- [Problem description]:
Pictures are to be omitted, and every entry below is to be restated exactly.

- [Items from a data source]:

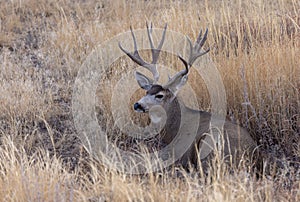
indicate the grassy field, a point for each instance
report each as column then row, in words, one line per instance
column 255, row 44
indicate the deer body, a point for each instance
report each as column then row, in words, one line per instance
column 236, row 139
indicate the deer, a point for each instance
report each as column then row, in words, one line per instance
column 237, row 141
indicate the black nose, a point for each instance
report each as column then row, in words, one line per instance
column 137, row 107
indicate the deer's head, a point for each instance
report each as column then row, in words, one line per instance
column 164, row 94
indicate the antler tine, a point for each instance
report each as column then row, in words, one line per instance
column 195, row 52
column 155, row 52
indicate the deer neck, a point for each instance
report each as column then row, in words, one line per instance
column 173, row 111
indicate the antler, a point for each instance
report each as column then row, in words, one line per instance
column 195, row 52
column 155, row 52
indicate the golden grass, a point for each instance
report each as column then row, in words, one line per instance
column 42, row 45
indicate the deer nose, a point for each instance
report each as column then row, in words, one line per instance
column 138, row 107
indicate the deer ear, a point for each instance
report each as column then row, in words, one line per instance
column 175, row 83
column 143, row 81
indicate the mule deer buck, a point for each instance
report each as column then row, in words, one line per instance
column 236, row 139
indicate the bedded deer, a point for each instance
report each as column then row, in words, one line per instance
column 237, row 140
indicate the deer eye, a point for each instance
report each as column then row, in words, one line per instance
column 159, row 96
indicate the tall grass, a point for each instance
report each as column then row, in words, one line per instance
column 255, row 45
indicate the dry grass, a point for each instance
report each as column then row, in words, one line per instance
column 256, row 45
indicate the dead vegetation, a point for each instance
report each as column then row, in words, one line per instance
column 255, row 45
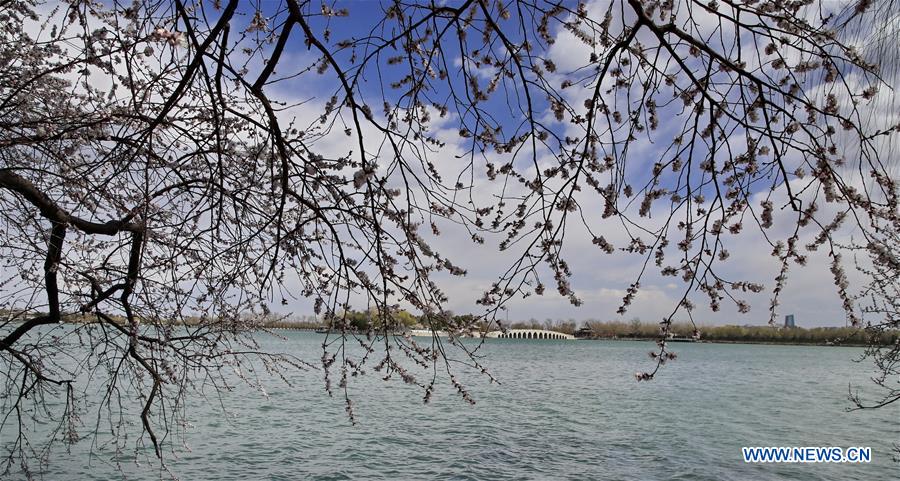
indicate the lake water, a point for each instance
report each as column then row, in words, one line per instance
column 564, row 410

- [Exercise result]:
indicate the grassy field, a point for each instance
report each as column then row, in words, one line per instance
column 255, row 44
indicate the deer body, a point for each instance
report each as column then row, in words, one line per instance
column 236, row 139
indicate the deer, a point for each instance
report each as column then row, in words, one line per instance
column 237, row 141
indicate the black nose, a point for each instance
report each as column then row, in words, one line per instance
column 137, row 107
indicate the deer's head, a point for each instance
report each as column then row, in words, one line per instance
column 164, row 94
indicate the antler tine, a point for each instance
report each as column then row, in words, one line per instance
column 195, row 52
column 155, row 52
indicate the deer neck, a point for each instance
report each as column then row, in words, one line per instance
column 173, row 111
indicate the antler, a point for each instance
report each as column then row, in words, one line per instance
column 195, row 52
column 155, row 52
indicate the golden grass, a point for each instance
report each as column then row, in words, one line per instance
column 42, row 45
indicate the deer nose, a point for each instance
report each as column then row, in words, one line per instance
column 138, row 107
indicate the deer ear, a point for each instance
report each as column then row, in words, one line per instance
column 175, row 83
column 143, row 81
indicate the mule deer buck, a point for each instance
report each as column then row, in words, one line per instance
column 236, row 139
indicate the bedded deer, a point for each instance
report each as column then row, in words, one line per instance
column 237, row 140
indicate the deer eye, a point for each instance
report each as column then row, in words, one line per instance
column 159, row 96
indicate the tall grass, a point for each instance
report each as column then row, in words, one line per instance
column 255, row 45
indicate the dry grass, a point for each instance
report each as column then row, in words, one line per instance
column 256, row 45
indicate the dead vegetation, a point for each instance
report each as column then row, in words, one line per instance
column 255, row 45
indicate the lake water, a point for each instance
report each as column then row, in words, one line per instance
column 564, row 410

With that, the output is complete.